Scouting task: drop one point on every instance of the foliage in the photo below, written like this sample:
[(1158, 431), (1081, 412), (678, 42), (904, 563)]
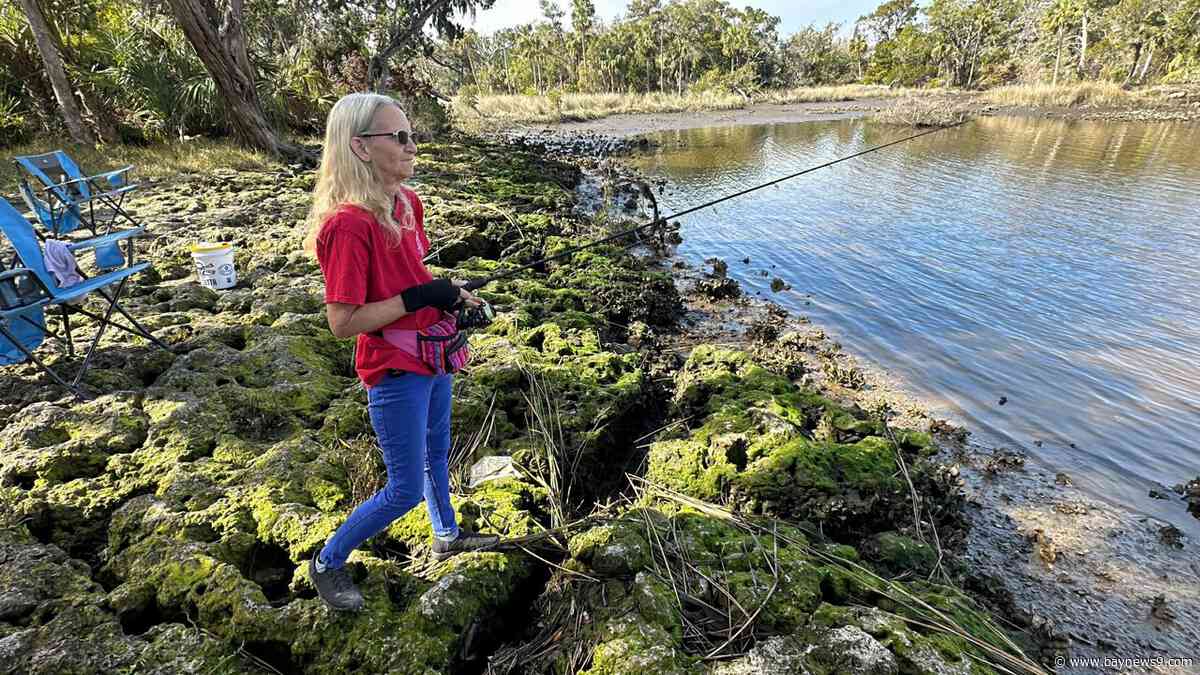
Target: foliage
[(137, 76)]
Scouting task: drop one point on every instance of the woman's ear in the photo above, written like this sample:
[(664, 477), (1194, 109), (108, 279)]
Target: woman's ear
[(360, 149)]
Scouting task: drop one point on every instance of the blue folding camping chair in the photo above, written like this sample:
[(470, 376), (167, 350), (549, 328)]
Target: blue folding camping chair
[(67, 198), (19, 233), (23, 322)]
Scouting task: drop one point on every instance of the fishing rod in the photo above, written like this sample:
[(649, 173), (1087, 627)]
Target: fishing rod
[(480, 282)]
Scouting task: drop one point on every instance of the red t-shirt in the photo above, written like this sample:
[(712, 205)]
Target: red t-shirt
[(361, 266)]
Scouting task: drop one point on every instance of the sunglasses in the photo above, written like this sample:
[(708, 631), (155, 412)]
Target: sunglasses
[(399, 136)]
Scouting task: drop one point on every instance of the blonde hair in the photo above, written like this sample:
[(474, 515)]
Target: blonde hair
[(346, 179)]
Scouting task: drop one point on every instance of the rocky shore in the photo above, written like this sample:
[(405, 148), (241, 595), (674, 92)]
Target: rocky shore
[(700, 484)]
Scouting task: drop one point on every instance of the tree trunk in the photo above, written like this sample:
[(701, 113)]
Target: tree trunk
[(1133, 69), (53, 61), (1083, 45), (1145, 69), (1057, 60), (379, 65), (223, 53)]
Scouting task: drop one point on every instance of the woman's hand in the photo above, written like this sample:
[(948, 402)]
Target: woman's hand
[(467, 296)]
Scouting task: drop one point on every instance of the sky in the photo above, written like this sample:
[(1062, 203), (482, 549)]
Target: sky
[(793, 13)]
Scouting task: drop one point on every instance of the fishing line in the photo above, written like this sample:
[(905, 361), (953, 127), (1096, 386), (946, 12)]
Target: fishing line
[(661, 221)]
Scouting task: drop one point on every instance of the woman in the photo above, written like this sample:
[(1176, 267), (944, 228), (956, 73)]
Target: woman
[(366, 228)]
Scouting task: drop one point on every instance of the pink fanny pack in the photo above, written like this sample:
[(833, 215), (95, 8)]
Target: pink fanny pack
[(441, 346)]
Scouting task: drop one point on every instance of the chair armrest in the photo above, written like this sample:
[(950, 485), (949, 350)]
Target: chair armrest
[(115, 173), (108, 193), (12, 296), (97, 242)]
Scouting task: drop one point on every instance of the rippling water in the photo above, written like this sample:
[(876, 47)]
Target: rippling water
[(1050, 262)]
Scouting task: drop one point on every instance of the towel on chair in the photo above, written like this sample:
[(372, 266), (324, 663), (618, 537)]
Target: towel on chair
[(61, 263)]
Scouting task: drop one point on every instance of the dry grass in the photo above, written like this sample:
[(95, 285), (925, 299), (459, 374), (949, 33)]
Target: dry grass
[(840, 93), (580, 107), (199, 155), (577, 107), (1062, 95), (1000, 652), (923, 113), (361, 460)]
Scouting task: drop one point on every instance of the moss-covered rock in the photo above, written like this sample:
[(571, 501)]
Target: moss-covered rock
[(766, 446)]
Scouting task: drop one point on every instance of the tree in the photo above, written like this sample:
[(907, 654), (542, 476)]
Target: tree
[(220, 42), (52, 59), (1138, 25), (1059, 17), (399, 27), (886, 22)]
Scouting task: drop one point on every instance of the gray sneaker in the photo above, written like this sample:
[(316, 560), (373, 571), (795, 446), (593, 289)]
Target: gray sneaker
[(465, 542), (335, 586)]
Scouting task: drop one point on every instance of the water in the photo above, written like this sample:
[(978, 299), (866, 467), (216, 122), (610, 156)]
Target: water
[(1054, 263)]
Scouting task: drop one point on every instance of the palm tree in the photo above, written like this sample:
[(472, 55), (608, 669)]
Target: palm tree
[(53, 61)]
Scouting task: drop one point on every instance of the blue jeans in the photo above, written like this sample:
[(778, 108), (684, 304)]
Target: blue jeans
[(411, 414)]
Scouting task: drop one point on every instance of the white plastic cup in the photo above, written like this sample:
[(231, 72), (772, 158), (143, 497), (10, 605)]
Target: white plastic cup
[(214, 264)]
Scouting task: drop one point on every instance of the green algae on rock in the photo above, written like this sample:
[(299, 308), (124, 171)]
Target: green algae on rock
[(769, 447)]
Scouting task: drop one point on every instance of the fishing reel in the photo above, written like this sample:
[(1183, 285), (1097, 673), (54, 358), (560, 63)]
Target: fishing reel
[(474, 317)]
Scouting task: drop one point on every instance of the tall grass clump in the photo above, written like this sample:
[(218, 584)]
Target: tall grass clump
[(922, 113), (169, 159), (581, 107), (840, 93)]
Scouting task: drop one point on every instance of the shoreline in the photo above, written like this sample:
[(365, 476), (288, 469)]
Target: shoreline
[(204, 478), (639, 124), (1032, 544)]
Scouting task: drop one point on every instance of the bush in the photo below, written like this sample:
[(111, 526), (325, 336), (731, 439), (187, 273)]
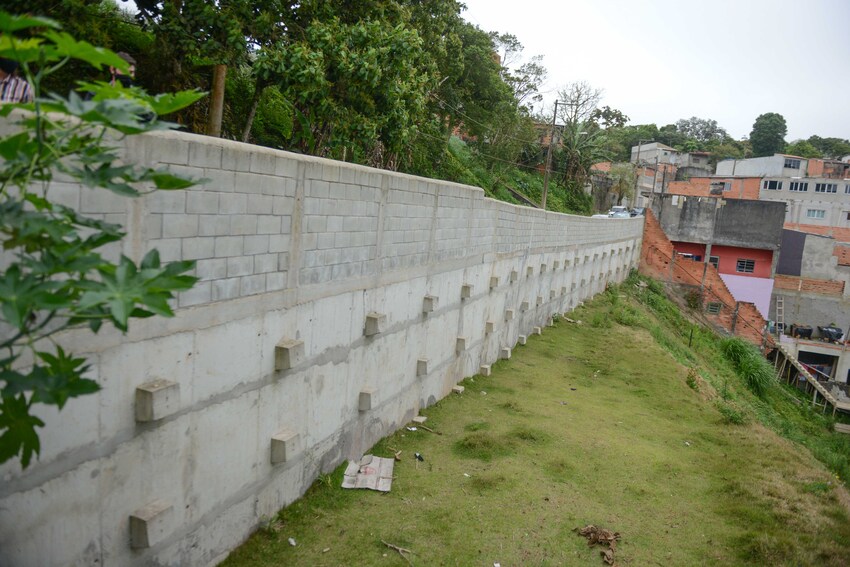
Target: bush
[(750, 365)]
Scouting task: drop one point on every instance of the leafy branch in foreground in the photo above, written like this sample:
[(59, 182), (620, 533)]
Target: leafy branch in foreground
[(53, 275)]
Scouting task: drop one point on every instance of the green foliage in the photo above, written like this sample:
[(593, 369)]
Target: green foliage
[(55, 278), (732, 414), (834, 148), (768, 135), (803, 148), (757, 372)]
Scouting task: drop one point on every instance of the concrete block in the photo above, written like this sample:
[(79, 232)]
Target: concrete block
[(367, 399), (157, 399), (285, 446), (375, 323), (288, 353), (429, 303), (466, 291), (150, 524), (460, 344)]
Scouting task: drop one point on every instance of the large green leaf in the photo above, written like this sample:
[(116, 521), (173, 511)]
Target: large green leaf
[(18, 426)]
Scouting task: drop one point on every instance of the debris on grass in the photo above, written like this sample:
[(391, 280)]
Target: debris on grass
[(374, 473), (401, 551), (603, 537)]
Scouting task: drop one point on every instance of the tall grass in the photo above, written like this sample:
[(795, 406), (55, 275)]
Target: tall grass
[(750, 365)]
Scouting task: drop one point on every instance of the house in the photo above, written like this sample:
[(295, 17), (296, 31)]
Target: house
[(694, 164), (815, 190), (811, 291), (654, 152), (739, 237)]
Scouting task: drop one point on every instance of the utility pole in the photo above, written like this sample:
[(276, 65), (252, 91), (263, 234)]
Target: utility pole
[(637, 165), (549, 159)]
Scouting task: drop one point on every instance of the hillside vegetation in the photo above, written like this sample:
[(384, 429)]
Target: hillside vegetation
[(613, 421)]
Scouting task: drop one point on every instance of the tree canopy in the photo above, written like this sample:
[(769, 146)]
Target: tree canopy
[(768, 135)]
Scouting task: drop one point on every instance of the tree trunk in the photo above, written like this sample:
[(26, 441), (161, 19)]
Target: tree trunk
[(258, 92), (216, 101)]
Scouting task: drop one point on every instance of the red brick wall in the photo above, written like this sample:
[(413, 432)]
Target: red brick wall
[(809, 285), (656, 261)]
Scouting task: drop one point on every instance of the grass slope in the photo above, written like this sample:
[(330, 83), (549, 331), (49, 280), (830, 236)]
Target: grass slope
[(615, 422)]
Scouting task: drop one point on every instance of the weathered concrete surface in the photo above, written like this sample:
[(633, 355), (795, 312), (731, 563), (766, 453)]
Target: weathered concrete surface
[(729, 222), (291, 251)]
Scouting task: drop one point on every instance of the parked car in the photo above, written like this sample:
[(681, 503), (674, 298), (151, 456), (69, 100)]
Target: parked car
[(618, 212)]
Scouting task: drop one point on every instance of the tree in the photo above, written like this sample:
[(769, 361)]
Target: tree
[(53, 275), (701, 130), (834, 148), (580, 148), (578, 102), (768, 135), (607, 117), (803, 148)]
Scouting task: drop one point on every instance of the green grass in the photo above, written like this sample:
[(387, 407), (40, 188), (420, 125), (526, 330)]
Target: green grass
[(590, 425)]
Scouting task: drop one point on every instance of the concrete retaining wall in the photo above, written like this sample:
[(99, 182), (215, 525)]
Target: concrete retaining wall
[(172, 462)]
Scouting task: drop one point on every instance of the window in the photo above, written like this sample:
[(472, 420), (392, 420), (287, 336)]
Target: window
[(745, 266)]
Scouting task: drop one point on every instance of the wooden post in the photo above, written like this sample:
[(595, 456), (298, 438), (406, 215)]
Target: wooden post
[(217, 101)]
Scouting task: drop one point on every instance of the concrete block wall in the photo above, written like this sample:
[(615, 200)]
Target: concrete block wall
[(254, 388)]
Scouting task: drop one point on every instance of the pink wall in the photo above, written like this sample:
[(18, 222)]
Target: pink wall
[(748, 288), (729, 256)]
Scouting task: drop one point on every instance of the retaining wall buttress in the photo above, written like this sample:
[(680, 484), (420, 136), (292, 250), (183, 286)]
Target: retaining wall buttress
[(334, 302)]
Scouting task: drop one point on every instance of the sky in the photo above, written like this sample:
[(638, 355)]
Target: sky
[(661, 60)]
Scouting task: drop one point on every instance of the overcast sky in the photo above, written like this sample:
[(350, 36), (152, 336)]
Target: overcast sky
[(662, 60)]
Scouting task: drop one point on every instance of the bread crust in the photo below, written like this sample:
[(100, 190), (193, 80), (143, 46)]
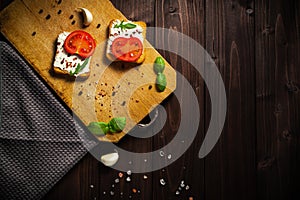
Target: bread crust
[(142, 57)]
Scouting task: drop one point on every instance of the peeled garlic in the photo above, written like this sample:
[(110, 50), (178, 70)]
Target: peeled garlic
[(87, 16), (110, 159)]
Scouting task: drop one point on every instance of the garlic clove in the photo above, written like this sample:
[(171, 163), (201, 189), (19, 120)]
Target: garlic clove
[(110, 159), (87, 16)]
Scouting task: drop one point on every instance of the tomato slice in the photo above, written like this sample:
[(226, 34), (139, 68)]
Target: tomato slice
[(81, 43), (127, 49)]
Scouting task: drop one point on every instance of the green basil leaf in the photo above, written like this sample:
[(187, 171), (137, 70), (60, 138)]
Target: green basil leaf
[(117, 124), (98, 128), (161, 82), (80, 67), (129, 26), (159, 65)]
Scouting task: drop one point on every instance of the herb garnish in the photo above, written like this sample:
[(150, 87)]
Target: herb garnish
[(161, 80), (101, 128), (80, 67), (125, 26)]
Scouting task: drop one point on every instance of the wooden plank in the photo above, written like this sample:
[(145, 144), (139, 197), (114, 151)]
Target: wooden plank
[(124, 189), (33, 26), (277, 72), (185, 17), (230, 167)]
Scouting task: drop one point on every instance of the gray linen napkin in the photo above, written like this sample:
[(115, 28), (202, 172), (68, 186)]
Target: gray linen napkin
[(39, 139)]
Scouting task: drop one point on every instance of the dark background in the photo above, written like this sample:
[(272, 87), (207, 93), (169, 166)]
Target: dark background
[(256, 46)]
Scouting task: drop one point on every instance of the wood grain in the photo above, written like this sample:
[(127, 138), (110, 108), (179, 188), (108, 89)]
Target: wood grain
[(277, 33), (32, 27), (230, 167), (256, 46)]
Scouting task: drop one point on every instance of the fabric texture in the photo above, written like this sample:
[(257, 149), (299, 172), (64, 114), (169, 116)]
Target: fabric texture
[(39, 139)]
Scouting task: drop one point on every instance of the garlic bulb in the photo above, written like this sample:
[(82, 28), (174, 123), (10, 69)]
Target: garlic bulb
[(110, 159), (87, 16)]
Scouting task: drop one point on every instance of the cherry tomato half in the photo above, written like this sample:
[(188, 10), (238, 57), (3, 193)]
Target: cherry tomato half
[(127, 49), (81, 43)]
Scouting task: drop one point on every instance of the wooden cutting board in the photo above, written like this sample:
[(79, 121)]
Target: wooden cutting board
[(113, 89)]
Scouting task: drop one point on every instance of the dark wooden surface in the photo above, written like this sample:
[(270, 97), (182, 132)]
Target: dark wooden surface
[(256, 46)]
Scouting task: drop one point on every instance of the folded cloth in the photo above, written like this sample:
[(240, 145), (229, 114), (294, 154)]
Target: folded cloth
[(39, 139)]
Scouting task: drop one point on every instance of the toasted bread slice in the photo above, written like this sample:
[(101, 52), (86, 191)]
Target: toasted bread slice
[(65, 64), (140, 32)]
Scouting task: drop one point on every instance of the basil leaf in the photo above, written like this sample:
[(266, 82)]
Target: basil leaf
[(98, 128), (80, 67), (129, 26), (159, 65), (161, 82), (117, 124)]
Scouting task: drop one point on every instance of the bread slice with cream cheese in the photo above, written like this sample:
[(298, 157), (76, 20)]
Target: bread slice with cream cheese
[(139, 32)]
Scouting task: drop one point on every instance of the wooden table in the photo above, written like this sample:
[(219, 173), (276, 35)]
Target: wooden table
[(256, 46)]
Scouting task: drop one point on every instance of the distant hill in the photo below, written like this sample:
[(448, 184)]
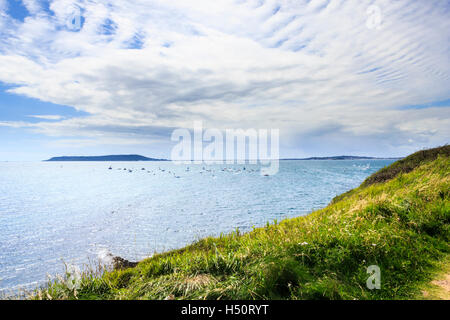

* What you are asked to do
Could the lines from the first entry through the line that contains "the blue folding" be copied exactly, with all pictures left out?

* Problem solution
Scouting task: drop one point on every instance of the foliage in the photo below, written like this sample:
[(1158, 431), (1081, 412), (678, 42), (904, 563)]
Target: foliage
[(137, 76)]
Scouting task: drop one point on every instance of the woman's ear in the photo above, written like this sample:
[(664, 477), (1194, 109), (108, 279)]
Target: woman's ear
[(360, 149)]
Scouting task: drop one point on every instance of the blue folding camping chair in the photo above, written like this sample:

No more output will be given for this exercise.